WHAT IS EXPECTED: Scan the data below for the string "window". Copy every line where it appears.
:: EXCERPTED DATA
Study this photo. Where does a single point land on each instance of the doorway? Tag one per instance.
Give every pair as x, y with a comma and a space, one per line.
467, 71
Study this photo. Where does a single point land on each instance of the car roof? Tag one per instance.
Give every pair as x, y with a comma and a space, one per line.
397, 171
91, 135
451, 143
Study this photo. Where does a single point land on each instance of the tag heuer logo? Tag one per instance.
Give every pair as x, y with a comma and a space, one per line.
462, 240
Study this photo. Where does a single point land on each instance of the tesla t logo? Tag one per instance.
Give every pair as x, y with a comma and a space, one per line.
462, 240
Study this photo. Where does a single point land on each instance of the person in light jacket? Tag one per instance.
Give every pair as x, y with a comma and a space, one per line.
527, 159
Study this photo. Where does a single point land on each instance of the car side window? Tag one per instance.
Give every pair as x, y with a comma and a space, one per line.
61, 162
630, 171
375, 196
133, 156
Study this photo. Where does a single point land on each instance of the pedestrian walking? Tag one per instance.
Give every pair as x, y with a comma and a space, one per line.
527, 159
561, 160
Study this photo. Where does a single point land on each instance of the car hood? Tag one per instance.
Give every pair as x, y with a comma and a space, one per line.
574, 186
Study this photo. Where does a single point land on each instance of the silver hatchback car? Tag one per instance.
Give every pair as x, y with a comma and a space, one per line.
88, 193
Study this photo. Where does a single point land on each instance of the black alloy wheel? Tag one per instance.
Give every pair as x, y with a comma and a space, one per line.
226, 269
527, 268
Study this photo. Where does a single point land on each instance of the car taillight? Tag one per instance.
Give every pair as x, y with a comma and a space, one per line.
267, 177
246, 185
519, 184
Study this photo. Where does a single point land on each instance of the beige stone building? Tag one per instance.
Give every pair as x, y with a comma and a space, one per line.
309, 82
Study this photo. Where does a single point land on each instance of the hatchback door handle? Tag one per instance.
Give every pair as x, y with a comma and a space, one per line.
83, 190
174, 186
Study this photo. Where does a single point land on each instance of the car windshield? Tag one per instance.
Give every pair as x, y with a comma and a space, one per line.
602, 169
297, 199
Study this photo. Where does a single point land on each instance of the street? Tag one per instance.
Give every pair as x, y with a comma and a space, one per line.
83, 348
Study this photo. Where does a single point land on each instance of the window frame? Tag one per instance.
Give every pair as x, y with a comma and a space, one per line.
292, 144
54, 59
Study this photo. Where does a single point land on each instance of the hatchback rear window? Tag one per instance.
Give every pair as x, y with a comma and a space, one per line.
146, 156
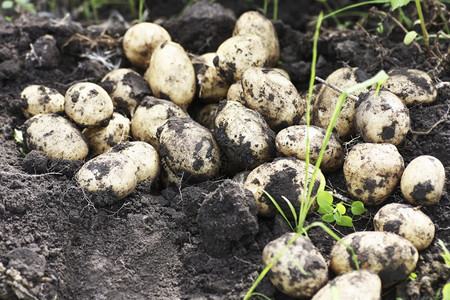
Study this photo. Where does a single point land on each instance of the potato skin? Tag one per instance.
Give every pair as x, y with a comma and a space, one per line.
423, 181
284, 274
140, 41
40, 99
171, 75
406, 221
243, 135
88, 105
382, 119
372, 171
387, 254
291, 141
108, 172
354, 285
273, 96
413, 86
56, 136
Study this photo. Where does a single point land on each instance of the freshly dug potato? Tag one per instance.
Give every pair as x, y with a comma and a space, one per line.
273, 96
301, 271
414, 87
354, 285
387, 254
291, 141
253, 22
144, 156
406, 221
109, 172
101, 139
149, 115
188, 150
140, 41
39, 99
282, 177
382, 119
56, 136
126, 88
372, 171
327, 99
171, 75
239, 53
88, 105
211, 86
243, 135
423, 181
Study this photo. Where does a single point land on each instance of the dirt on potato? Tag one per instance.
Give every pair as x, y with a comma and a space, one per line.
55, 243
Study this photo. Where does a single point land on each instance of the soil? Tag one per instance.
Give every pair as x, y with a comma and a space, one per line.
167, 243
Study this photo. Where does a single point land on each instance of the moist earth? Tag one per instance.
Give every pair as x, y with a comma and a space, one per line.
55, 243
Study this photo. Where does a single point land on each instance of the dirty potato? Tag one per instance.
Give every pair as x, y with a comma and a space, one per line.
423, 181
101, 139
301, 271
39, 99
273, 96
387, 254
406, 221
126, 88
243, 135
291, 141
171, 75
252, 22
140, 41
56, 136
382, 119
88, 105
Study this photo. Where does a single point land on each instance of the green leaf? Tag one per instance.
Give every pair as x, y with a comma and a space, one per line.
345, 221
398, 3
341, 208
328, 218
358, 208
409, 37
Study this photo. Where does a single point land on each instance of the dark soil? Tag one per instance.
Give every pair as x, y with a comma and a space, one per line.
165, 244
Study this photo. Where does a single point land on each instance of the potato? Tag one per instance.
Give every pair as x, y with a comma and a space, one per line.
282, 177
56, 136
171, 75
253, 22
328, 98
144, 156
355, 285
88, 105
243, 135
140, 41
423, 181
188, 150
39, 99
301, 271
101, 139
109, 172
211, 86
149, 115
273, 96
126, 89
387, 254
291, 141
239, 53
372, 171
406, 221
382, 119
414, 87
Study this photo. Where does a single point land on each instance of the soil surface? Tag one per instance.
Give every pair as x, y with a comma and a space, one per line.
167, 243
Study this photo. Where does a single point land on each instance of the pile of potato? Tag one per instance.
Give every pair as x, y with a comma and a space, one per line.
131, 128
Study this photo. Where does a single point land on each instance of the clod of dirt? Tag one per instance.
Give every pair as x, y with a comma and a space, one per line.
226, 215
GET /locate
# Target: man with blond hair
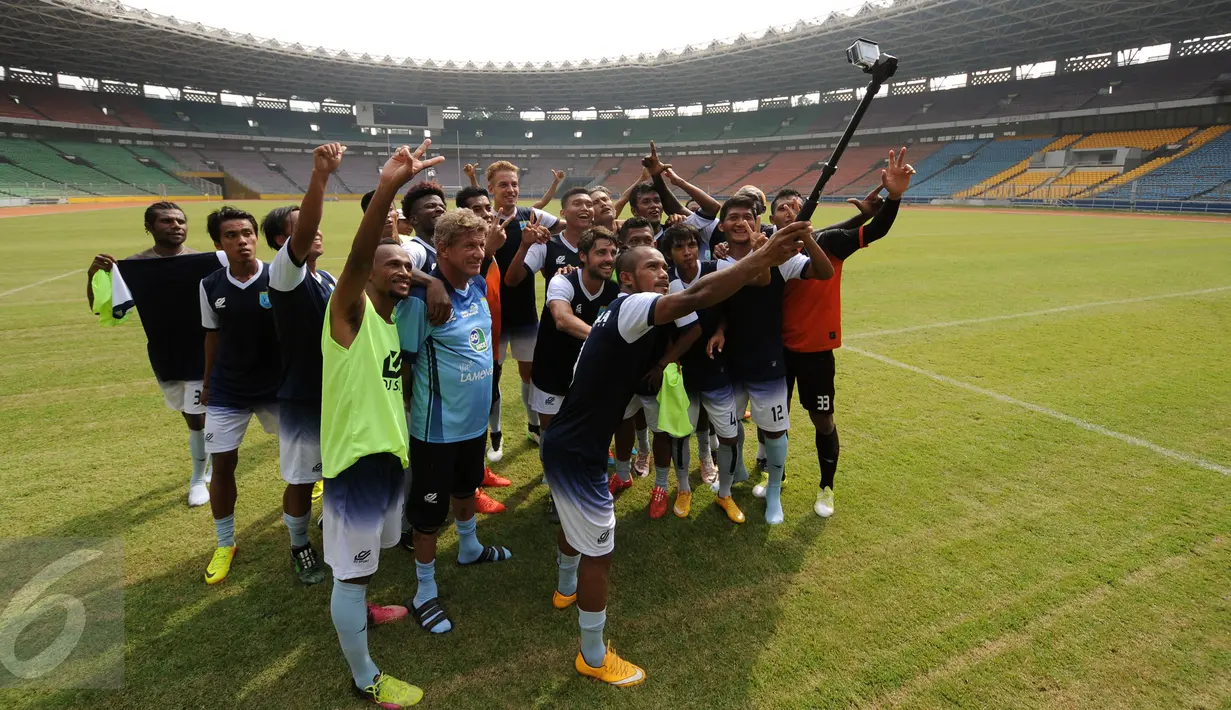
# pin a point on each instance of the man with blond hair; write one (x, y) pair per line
::::
:: EXCERPTED DATA
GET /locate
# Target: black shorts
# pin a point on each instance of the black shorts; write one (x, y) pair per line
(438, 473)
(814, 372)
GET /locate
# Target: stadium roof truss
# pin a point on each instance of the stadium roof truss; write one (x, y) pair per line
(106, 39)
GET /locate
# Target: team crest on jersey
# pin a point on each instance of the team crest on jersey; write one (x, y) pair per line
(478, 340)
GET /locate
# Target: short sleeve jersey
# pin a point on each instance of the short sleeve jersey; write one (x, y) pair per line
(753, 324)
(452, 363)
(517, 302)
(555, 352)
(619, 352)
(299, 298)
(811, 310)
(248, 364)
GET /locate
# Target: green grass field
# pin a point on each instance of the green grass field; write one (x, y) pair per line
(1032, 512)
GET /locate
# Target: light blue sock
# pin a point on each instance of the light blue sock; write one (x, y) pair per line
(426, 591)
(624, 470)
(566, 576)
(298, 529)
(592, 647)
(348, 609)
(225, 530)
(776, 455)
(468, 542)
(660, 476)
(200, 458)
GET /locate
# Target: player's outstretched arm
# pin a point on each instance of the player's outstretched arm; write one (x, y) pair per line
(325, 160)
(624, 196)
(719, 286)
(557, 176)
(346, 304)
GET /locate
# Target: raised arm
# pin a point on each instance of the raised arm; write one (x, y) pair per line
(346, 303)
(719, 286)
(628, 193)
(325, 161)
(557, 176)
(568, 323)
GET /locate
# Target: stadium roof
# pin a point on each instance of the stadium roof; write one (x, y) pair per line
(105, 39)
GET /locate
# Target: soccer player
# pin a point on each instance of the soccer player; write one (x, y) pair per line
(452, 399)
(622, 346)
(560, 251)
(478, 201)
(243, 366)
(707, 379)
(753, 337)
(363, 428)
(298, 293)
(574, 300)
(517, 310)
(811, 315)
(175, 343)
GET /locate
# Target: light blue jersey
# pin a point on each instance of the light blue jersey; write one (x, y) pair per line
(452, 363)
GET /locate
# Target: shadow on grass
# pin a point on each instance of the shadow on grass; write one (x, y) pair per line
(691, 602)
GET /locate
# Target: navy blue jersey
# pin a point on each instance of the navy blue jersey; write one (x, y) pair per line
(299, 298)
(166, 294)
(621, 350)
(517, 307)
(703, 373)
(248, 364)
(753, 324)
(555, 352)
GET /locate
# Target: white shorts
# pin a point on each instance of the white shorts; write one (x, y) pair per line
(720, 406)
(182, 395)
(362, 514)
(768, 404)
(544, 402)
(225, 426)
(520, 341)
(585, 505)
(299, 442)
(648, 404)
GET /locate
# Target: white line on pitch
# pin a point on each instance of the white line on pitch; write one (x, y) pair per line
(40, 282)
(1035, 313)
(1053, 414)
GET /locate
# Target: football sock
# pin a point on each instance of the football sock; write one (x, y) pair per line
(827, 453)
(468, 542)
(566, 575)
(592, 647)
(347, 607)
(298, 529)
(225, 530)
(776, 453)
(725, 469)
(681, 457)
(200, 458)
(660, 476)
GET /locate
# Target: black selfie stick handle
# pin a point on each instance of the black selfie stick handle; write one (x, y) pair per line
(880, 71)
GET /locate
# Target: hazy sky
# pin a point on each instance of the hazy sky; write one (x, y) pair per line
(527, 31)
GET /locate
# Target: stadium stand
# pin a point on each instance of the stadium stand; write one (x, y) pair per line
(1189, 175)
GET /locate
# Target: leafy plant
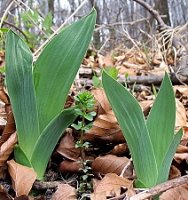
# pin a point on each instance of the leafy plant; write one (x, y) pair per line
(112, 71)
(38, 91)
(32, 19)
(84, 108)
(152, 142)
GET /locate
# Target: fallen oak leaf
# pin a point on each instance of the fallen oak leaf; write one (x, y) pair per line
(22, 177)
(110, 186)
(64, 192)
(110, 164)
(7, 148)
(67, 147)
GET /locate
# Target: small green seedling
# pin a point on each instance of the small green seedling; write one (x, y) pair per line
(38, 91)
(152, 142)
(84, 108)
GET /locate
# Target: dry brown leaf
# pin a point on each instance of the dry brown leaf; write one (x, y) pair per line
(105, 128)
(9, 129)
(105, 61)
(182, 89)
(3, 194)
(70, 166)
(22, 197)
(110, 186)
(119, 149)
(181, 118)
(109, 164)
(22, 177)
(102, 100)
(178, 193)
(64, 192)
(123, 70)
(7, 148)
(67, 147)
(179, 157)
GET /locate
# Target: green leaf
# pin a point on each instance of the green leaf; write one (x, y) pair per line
::::
:: EXCERPTED DATA
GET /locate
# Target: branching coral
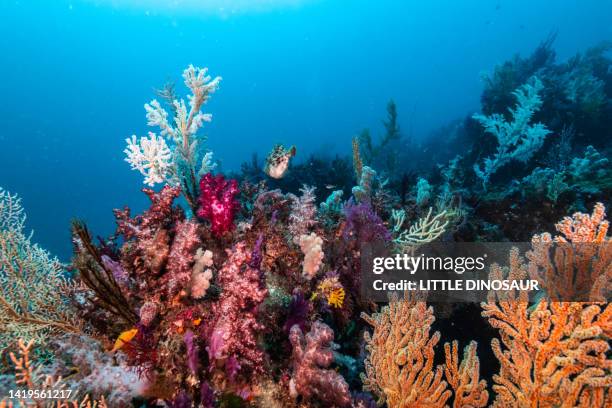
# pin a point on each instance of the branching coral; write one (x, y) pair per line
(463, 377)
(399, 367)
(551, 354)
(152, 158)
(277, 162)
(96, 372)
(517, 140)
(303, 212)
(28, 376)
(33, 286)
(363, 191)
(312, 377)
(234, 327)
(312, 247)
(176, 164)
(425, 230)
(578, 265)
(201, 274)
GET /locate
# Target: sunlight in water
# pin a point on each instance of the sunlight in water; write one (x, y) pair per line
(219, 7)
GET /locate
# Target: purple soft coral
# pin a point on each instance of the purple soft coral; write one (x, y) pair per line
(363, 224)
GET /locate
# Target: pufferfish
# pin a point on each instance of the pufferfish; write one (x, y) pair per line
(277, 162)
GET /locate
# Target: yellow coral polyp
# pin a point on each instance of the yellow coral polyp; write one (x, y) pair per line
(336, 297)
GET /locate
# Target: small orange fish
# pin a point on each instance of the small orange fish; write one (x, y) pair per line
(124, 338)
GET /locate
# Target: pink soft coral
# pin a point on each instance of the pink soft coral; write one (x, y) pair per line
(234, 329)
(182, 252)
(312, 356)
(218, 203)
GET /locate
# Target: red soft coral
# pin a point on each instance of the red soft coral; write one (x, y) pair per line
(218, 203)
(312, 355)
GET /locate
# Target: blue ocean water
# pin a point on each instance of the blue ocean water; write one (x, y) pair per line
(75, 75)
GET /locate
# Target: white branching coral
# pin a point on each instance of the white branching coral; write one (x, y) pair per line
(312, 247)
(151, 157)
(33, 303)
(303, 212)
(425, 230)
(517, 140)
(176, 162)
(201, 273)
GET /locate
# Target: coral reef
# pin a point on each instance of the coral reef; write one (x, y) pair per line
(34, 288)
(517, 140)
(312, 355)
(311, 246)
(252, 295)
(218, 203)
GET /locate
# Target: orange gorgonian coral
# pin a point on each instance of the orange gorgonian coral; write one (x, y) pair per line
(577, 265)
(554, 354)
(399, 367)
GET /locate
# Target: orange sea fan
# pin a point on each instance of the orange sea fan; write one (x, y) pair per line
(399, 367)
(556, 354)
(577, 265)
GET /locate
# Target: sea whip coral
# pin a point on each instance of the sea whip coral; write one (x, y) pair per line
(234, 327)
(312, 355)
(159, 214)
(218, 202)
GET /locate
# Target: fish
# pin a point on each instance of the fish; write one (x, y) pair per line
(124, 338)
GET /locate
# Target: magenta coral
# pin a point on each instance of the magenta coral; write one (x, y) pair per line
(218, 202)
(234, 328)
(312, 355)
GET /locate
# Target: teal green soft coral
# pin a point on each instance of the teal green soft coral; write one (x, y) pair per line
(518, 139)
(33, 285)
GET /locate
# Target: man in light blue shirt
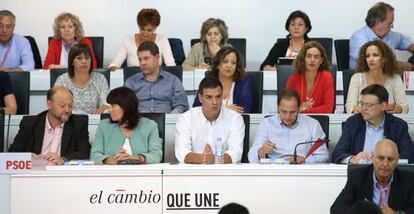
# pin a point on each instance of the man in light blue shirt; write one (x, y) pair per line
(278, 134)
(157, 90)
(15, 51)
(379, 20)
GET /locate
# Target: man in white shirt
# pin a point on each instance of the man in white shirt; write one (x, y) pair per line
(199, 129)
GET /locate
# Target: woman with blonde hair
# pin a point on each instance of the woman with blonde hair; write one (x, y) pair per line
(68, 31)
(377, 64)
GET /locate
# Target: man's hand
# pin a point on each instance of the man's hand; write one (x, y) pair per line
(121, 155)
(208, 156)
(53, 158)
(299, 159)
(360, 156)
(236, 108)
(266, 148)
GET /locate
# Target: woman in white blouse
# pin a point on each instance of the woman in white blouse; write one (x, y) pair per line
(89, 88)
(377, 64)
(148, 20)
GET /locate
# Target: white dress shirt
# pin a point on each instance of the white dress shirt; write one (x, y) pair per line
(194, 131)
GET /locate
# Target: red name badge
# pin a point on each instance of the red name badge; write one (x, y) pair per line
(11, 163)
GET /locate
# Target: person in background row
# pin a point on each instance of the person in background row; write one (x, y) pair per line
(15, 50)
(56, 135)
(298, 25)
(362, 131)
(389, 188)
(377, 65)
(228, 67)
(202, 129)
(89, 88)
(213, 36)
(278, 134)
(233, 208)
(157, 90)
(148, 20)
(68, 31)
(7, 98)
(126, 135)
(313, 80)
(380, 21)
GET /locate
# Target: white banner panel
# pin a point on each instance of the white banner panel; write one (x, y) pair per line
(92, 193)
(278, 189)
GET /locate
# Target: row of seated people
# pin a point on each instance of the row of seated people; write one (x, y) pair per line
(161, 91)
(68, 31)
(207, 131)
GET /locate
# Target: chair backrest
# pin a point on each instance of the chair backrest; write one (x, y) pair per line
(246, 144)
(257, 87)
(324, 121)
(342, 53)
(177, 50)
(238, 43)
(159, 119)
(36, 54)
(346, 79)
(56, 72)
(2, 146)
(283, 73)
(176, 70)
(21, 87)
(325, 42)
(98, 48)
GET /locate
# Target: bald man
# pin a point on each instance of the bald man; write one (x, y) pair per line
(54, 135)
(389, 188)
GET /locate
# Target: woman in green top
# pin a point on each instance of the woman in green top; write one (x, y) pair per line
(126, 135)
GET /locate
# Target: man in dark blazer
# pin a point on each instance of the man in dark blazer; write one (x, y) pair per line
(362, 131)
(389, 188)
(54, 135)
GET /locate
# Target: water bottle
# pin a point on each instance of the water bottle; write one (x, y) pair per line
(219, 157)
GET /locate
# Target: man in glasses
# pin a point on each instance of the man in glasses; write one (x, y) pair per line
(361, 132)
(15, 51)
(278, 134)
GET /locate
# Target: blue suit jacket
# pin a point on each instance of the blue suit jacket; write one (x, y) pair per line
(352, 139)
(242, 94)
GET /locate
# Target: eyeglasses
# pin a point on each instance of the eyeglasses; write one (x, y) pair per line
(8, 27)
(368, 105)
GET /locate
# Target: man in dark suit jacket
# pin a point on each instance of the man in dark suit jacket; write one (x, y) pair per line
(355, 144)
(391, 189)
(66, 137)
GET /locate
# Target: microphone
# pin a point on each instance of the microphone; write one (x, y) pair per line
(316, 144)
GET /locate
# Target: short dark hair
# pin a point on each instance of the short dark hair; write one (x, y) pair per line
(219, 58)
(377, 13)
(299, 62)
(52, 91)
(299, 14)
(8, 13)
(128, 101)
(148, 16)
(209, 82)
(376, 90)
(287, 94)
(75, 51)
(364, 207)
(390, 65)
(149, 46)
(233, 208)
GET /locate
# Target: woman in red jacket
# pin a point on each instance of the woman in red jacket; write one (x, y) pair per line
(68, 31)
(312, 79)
::::
TASK RESPONSE:
Study this photo. Where does a single point land on each instance of the car side window? Tag one per instance.
Study this photo. Where does a single point land on each instance of the window frame? Tag one per instance.
Study this photo. Where does a single point land on each instance of the hatchback rear window? Tag one per instance.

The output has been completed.